# OBJECTIVES
1. In the piece on keeping an online business apart from a hobby, what does Cinderella's Castle represent?
2. Please carry on the piece about separating an online business from a hobby, starting after its final sentence.

# PAGE

Often times we think of our on line business as an extension of our favorite hobby. This is disastrous thinking if we intend on making that business a success. Our hobbies are what we use to escape the ugliness of “work”, but once we cross that line from creating for enjoyment to creating for income, we have to change our way of thinking. That’s not to say that you have to give up your hobby. Just know that the things you create but don’t intend to sell are your hobby items now. Those items that are created to sell or use as promotional tools are your business.
Ok, so having established which are your hobby items and which are your business, ask yourself this question: Is my business as successful as it could be? I’ll bet each one of you reading this heard a resounding “NO!” in your head. I’ll even bet some of you said it out loud. Many of us start each year, month, week, or whatever telling ourselves that some day we’ll sell more…some day we’ll be so successful that we won’t know what to do with ourselves. Well…how, my dear, do you plan on doing that? You can’t get to Disney World without a plan. And once you get there, you’d better have a map and be prepared to wait in line…unless… you know exactly where you want to go. Wandering aimlessly around the internet, listing items wildly on every site you find is about as effective as if you were at Disney World, standing in every line for every ride, when all you really want to do is get to Cinderella’s Castle. Have you figured out the analogy yet? The castle is your goal. And it can represent anything, you just have to define it. Once you do that, your odds of meeting that goal will be much better.

# ENTRIES PROVIDED

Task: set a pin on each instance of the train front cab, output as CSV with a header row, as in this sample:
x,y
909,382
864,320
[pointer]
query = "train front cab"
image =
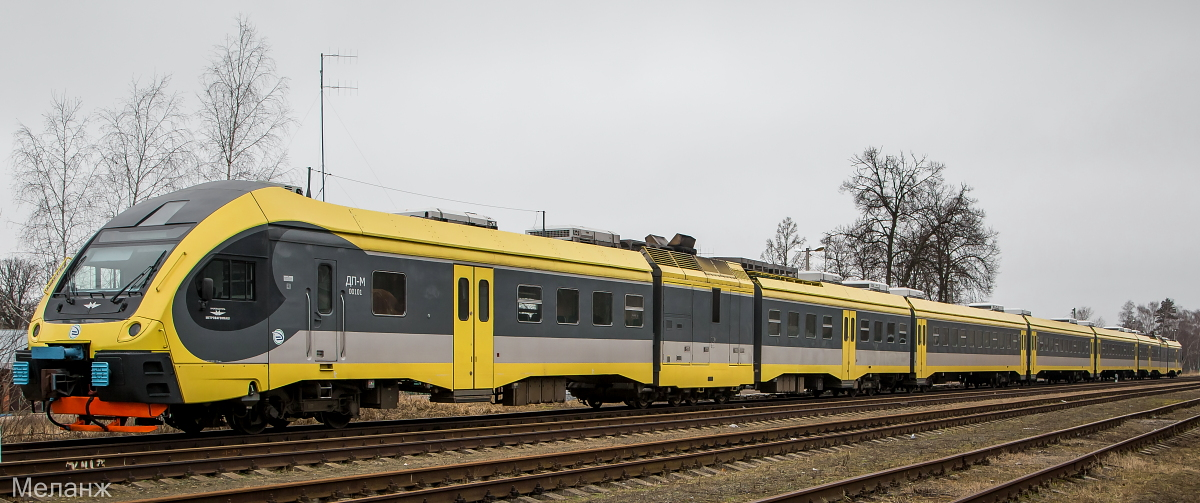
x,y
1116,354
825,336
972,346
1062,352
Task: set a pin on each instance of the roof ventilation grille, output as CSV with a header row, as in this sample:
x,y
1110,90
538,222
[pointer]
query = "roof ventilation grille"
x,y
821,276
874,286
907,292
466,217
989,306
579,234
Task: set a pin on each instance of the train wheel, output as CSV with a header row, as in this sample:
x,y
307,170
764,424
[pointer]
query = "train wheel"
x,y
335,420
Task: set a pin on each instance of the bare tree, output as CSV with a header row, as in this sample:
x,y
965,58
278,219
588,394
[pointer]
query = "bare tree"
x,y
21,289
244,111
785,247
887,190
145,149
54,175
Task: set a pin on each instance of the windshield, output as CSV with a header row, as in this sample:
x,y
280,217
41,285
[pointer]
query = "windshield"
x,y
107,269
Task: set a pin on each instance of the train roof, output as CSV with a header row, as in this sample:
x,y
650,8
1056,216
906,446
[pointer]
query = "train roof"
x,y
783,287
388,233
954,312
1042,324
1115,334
* * *
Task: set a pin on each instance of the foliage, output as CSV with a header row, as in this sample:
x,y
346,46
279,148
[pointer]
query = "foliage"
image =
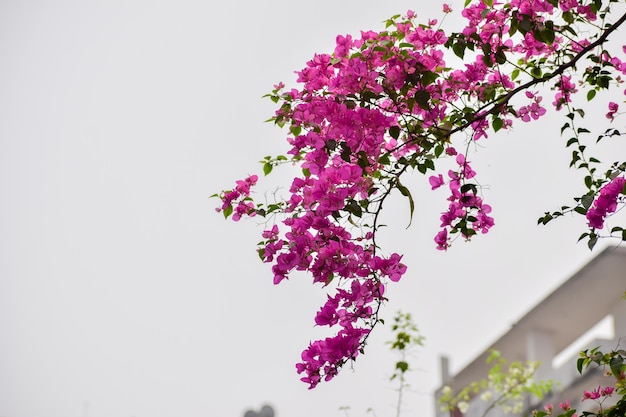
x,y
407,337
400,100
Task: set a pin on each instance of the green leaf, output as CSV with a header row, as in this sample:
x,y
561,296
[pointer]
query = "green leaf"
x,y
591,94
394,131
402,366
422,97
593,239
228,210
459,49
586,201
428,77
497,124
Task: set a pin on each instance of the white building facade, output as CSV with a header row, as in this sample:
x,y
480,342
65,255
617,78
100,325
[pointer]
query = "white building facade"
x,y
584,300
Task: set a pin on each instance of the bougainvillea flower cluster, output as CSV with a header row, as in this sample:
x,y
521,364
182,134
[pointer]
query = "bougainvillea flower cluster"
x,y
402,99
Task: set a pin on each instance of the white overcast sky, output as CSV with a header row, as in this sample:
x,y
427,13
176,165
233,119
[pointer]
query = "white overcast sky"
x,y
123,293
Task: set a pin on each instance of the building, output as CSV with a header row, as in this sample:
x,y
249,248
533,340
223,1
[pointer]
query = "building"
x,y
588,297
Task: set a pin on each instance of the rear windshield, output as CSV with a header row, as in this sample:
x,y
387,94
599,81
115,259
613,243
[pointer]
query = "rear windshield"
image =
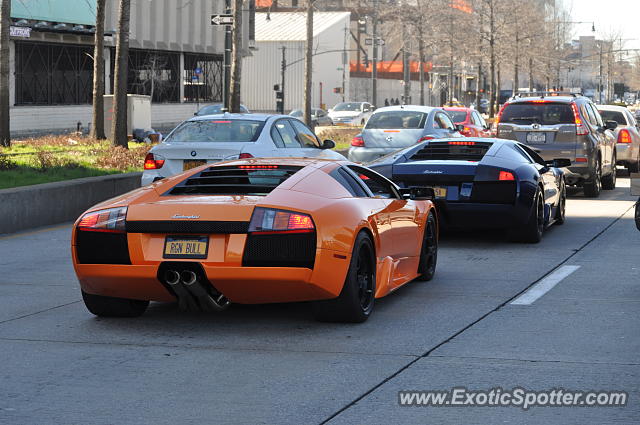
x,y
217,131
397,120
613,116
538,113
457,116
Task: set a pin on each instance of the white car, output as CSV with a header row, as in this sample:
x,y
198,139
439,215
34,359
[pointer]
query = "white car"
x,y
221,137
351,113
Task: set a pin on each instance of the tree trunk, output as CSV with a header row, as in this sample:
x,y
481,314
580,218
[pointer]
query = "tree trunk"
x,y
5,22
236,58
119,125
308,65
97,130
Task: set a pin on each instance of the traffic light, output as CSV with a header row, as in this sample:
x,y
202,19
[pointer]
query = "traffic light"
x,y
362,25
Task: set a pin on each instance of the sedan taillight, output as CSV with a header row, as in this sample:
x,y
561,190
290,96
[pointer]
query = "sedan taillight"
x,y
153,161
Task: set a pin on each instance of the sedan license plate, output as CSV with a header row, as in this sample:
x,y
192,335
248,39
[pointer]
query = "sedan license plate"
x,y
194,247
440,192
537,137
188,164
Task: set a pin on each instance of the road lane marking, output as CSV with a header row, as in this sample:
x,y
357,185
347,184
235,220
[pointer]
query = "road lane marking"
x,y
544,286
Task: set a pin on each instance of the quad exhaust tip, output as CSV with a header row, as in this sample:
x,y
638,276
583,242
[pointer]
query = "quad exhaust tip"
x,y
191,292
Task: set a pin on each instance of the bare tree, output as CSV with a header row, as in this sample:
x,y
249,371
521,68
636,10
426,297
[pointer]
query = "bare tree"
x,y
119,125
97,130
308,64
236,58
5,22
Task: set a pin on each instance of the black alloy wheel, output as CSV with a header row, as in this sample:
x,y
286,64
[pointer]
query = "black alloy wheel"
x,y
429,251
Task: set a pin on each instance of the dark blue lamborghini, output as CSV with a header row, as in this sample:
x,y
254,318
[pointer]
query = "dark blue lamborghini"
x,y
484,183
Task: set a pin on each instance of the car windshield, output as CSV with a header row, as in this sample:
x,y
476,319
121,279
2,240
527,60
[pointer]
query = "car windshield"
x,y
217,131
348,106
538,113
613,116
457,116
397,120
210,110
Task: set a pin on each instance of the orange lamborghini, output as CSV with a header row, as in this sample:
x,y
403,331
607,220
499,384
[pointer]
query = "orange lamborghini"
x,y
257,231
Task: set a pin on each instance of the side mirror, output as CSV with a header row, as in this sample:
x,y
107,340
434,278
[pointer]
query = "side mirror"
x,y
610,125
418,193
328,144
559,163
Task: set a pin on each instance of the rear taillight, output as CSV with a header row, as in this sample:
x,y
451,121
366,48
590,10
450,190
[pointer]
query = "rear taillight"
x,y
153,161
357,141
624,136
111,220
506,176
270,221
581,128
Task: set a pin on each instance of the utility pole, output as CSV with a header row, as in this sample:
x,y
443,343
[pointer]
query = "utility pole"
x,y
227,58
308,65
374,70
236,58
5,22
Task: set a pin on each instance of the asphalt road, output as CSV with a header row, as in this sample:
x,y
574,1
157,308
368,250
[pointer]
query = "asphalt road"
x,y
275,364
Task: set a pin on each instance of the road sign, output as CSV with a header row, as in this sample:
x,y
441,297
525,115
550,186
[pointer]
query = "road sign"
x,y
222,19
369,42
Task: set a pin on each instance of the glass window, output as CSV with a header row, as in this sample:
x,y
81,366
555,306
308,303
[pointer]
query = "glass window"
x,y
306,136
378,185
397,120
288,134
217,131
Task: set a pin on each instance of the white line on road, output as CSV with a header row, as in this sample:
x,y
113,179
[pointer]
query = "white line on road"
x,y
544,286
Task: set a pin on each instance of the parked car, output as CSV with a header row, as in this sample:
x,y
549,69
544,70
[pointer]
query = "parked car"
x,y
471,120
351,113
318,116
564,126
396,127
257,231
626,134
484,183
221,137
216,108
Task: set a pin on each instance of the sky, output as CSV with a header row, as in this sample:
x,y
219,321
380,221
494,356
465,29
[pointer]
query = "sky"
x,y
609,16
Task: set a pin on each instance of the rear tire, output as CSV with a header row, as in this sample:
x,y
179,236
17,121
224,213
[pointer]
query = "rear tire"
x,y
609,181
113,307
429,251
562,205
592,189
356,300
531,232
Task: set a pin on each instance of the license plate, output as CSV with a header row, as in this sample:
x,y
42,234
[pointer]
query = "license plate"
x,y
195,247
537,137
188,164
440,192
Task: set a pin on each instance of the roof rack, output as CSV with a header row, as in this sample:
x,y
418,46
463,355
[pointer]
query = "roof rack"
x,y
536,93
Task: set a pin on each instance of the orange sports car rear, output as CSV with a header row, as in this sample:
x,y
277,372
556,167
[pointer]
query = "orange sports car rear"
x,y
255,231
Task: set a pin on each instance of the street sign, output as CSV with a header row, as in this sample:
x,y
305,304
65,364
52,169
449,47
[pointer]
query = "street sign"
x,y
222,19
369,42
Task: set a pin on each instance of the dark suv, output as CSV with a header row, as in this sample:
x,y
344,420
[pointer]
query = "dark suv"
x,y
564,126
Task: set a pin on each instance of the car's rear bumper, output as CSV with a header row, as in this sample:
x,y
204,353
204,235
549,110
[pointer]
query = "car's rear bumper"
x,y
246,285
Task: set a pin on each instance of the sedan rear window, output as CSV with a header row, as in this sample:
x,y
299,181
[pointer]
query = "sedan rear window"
==
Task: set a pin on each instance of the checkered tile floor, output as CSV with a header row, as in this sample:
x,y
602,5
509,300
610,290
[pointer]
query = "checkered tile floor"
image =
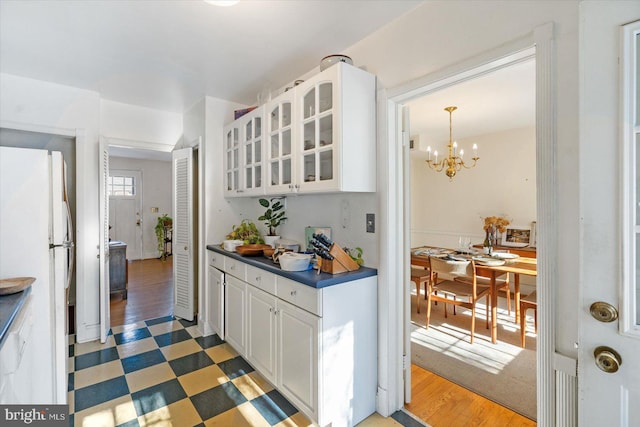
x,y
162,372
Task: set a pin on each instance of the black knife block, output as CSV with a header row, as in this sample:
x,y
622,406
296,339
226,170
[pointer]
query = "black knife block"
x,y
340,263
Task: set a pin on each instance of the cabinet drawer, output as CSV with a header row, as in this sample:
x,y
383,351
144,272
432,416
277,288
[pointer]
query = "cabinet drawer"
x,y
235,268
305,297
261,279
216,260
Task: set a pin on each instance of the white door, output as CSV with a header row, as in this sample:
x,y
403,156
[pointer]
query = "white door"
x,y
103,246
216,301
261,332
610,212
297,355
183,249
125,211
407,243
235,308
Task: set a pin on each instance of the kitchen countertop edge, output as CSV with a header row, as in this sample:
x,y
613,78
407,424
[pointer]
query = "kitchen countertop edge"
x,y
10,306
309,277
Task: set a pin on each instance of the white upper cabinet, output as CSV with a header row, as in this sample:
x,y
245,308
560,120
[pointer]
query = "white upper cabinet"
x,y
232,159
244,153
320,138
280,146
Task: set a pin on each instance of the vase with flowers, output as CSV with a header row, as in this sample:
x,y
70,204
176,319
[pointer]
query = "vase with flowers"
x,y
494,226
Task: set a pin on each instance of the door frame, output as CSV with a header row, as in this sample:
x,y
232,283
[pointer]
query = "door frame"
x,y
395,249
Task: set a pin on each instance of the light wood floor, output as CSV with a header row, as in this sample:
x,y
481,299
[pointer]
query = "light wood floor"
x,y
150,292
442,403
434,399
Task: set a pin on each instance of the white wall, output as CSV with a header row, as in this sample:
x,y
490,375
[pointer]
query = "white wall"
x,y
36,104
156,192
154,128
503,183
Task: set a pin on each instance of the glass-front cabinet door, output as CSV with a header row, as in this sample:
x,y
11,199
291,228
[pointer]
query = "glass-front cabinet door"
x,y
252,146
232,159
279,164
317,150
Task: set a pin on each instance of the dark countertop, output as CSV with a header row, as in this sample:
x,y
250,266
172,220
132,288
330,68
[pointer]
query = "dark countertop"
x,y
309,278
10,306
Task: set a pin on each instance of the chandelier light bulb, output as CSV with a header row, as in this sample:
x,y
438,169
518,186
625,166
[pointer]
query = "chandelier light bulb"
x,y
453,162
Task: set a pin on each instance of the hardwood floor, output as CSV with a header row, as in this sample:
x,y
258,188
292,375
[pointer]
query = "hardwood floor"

# RESPONSES TO THE TASKS
1. The castle represents your goal.

2.
So what now? We need to identify our individual goals. No wait, screw that, it sounds too much like homework. Just answer this question: What is it that you want to accomplish with regard to your business? Do you even want to be in business? If your answer to the second question is “No, this is just a hobby.” then stop here. Take your items off-line and stop cluttering up the web with mindless junk. In this scenario, on the road to success, you are either a speeding two-ton truck or you are road kill, creating speed bumps for the rest of us. Now, if the answer to the first question is “Total World Domination”…ok, well, you’re still dreaming, but at least you’re headed in the right direction.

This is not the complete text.